--- WHAT NEEDS TO BE DONE ---
Report each line of the records that contains the word "face", copying those lines in full. Treat case as significant.

[DATA FOR PROCESSING start]

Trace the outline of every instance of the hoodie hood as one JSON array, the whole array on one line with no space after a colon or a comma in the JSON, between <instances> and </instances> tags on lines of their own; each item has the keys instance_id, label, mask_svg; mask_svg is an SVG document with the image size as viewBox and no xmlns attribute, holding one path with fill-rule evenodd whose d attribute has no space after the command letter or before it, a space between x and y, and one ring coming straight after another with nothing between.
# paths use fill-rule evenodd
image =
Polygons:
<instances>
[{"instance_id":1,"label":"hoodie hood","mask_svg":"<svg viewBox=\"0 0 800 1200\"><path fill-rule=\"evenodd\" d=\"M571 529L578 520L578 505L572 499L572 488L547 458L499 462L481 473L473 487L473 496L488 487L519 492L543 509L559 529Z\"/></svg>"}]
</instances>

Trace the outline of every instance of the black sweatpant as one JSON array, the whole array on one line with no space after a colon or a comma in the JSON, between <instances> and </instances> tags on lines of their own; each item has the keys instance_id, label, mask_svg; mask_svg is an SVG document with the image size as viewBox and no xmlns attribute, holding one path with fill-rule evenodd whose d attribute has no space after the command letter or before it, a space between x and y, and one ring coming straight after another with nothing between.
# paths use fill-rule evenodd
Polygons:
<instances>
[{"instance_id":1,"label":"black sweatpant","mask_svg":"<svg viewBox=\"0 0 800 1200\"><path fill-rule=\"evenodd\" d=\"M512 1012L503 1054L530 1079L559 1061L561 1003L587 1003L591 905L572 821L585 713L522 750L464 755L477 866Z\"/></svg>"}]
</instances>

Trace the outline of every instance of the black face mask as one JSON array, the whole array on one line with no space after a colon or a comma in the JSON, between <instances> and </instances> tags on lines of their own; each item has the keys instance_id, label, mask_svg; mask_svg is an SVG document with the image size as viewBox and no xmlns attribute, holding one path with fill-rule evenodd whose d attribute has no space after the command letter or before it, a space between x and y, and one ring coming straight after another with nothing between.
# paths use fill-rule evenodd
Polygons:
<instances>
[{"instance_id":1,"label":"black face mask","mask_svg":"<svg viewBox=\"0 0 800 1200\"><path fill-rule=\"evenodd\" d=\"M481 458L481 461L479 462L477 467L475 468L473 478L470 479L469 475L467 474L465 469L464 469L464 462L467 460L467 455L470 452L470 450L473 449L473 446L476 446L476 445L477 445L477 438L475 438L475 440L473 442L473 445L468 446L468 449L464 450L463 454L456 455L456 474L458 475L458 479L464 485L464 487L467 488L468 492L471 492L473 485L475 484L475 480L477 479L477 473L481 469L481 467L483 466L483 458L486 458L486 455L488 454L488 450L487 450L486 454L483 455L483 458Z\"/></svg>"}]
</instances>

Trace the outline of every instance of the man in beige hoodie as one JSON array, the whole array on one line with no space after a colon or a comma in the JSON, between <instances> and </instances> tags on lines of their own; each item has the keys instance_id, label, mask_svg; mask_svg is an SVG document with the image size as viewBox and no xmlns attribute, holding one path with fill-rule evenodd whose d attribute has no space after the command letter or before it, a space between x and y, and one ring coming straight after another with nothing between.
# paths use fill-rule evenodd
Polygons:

[DATA FOR PROCESSING end]

--- CORRECT RESULT ---
Trace the outline of every instance of the black face mask as one JSON array, the whole array on one line with no space after a colon or a comma in the JSON, between <instances> and </instances> tags on lines of their own; each item has the keys instance_id, label, mask_svg; mask_svg is an SVG document with the image size as viewBox and no xmlns attribute, holding one path with fill-rule evenodd whose d attribute has no space after the command letter or before it, a space between x and y, and one ring coming straight after another with nothing between.
[{"instance_id":1,"label":"black face mask","mask_svg":"<svg viewBox=\"0 0 800 1200\"><path fill-rule=\"evenodd\" d=\"M481 458L481 461L479 462L477 467L475 468L473 478L470 479L469 475L467 474L465 469L464 469L464 462L467 460L467 455L470 452L470 450L473 449L473 446L476 446L476 445L477 445L477 438L475 438L475 440L473 442L473 445L468 446L468 449L464 450L463 454L456 455L456 474L458 475L458 479L464 485L464 487L467 488L468 492L471 492L473 485L475 484L475 480L477 479L477 473L481 469L481 467L483 466L483 458L486 458L486 455L488 454L488 450L487 450L486 454L483 455L483 458Z\"/></svg>"}]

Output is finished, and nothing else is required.